▸ **Problem to solve**
Extend the lecture notes on scanning tokens with JLex below, picking up right after their final sentence.

▸ **Text segment**
------------------------------------

CS536 Lecture notes for February 12th, 1999

Written by: Deb Deppeler
email: deppeler

Reading Assignment

Sections 3.5 & 3.6

Capture the name of token, line & column number and then return it or handle it.
Example: Given a token pattern and some java code, do the following:
"+" { return new Symbol(sym.PLUS, new CSXToken(Pos.linenum, Pos.colnum));}
JLex has some internal tracking of line and column number and we may use these methods, but we will have to modify the column number returned.
Must match and handle invalid tokens, like whitespace.
Example: Match blank and do nothing.
(" ")+ { /* skip */ }
If name is not on "sym" list, it is NOT a valid token.
Some tokens, such as identifiers, need more processing. Identifiers have the potential to be misread as reserved words.
Example: The regular expression:
[A-Za-z]([A-Za-z0-9])*

can except ALL identifiers. Then, we must handle reserved words within the semantic processing. Can check token against reserved words table or can match specific reserved words in scanning.

Should put reserved word expressions before other expressions.
[Ii][Ff] { return new Symbol(sym.RW_IF, new CSXToken(Pos.linenum, Pos.colnum));}
The scanner generator will try and make longest match. This is what we want.

------------------------------------

(Saved data entries)

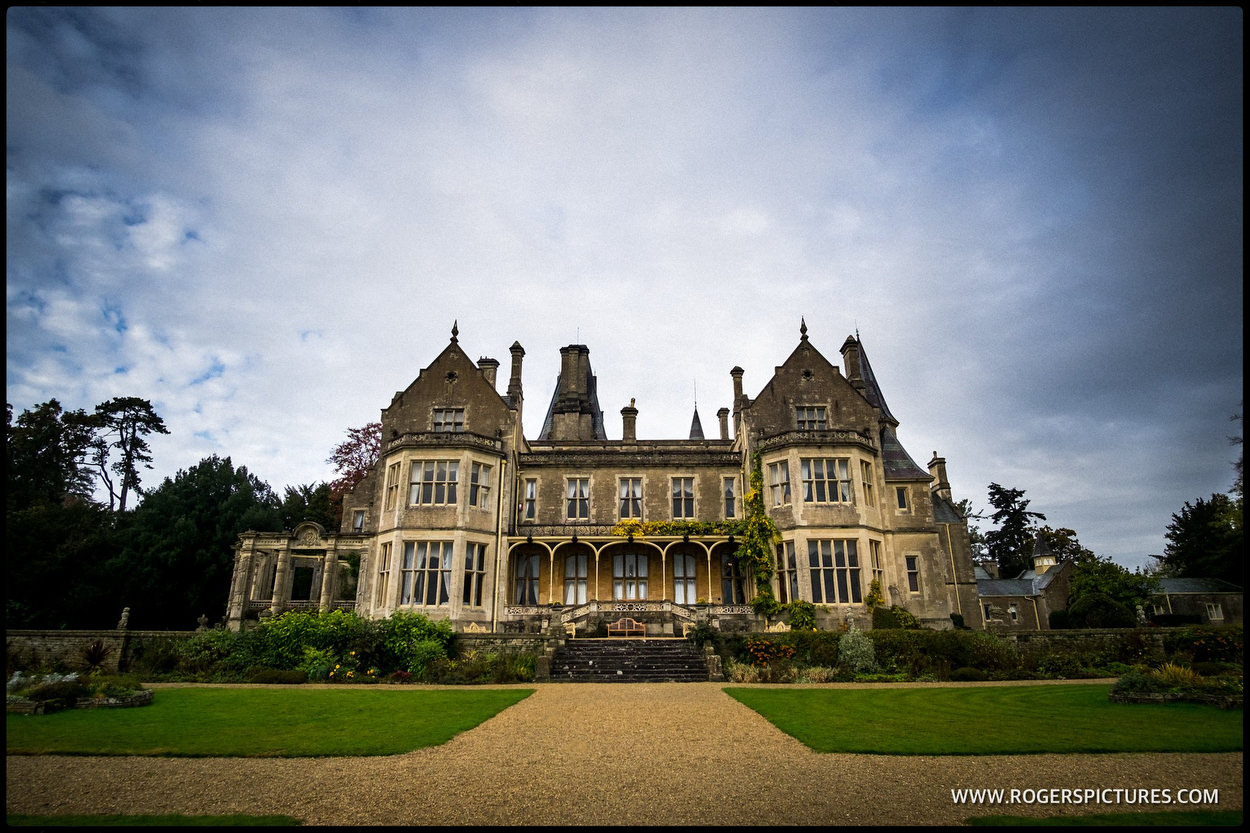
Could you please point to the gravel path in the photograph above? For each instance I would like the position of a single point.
(638, 754)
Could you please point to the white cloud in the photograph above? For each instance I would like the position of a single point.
(294, 205)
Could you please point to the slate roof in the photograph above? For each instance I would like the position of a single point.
(1198, 585)
(873, 390)
(946, 513)
(596, 413)
(1028, 584)
(895, 460)
(696, 427)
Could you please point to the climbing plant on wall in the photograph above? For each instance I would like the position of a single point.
(755, 550)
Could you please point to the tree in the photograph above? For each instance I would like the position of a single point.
(1205, 540)
(1011, 543)
(45, 455)
(975, 537)
(355, 457)
(58, 570)
(311, 503)
(1104, 594)
(1064, 545)
(179, 543)
(123, 425)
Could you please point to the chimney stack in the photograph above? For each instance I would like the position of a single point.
(489, 368)
(514, 384)
(629, 415)
(938, 472)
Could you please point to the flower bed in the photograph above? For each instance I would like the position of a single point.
(26, 706)
(1221, 701)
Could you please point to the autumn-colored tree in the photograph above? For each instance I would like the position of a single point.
(353, 458)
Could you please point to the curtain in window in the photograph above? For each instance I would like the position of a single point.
(575, 578)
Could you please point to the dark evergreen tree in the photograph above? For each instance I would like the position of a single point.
(1064, 544)
(58, 570)
(45, 455)
(311, 503)
(120, 445)
(1010, 545)
(1105, 594)
(1205, 539)
(179, 544)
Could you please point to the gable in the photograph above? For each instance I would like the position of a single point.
(806, 378)
(450, 382)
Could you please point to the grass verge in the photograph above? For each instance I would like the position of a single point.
(264, 723)
(1009, 719)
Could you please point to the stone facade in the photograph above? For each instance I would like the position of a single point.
(466, 519)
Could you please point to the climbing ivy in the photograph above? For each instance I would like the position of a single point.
(755, 550)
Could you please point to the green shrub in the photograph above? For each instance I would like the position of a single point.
(318, 663)
(154, 658)
(95, 654)
(59, 693)
(1100, 610)
(275, 677)
(1208, 643)
(855, 653)
(966, 674)
(803, 614)
(763, 651)
(1175, 619)
(814, 648)
(411, 641)
(894, 617)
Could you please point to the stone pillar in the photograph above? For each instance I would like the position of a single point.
(280, 593)
(329, 577)
(240, 584)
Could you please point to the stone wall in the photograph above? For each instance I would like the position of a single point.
(65, 648)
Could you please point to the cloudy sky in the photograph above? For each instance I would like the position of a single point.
(266, 222)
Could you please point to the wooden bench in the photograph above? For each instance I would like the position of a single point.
(626, 627)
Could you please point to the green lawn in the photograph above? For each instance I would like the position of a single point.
(981, 721)
(264, 722)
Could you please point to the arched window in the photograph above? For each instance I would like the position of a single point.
(528, 579)
(575, 579)
(629, 575)
(684, 589)
(731, 590)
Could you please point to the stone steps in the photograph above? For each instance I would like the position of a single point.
(629, 661)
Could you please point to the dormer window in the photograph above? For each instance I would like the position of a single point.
(810, 418)
(449, 419)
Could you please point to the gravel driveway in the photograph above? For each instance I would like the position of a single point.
(636, 754)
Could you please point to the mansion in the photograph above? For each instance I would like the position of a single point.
(464, 518)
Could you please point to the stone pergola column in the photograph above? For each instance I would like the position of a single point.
(240, 585)
(284, 568)
(329, 575)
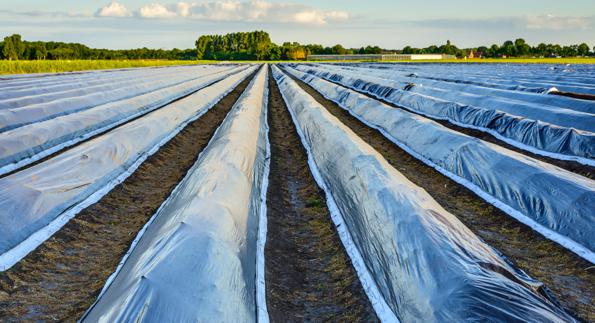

------------------------------------

▸ **Result**
Example:
iff is a valid identifier, while
if is a reserved word
However, this method can make the underlying finite automaton significantly more complex. This is extra complexity, even though it is usually not done by us as programmers.

Must handle ~123 as -123
Must handle overflow errors. Can do this by accepting values as a double, compare to MAXINT. If OK, then return. Else, display error.
To convert a String to a double, use:
Double(String).valueOf()
To convert String to char:
String.charAt(index)
To convert Character to char:
Character.charValue()
Must do more to recognize and process multiple char tokens.
'a', '\n', '\t', '\"', '\\', ' ', "ABC", "AB\n"

Recognize patterns, not a series, and handle appropriately.

A=B@C; [A-Za-z]([A-Za-z0-9])*
1. scan a "B", so far no problem
2. scan a "@", This is read as though it must be the start of the next token.
  But, it's not a valid token and causes a runtime error.
To avoid this, must include a pattern to match any illegal tokens. This rule should be at end of all valid token rules. Example:
. { /* Error Handling */ System.out.println(yytext);}
This example produces three errors. This is fine.
A=B@@@C
How about?
1. (.)+ { /* error handling */ }
  
  This would cause the greedy "longest match" algorithm to accept all succeeding characters as part of the invalid token also. This is not likely to be a correct interpretation.
2. 10.0E-qq
  
  The scanner sees initial prefix (10.E-) and thinks floating point, but the entire token is not valid. Thus,it takes 10.0 as the longest valid complete token, even though 'E-' is still part of a valid token.
Error handling continued on Monday (2/15/99)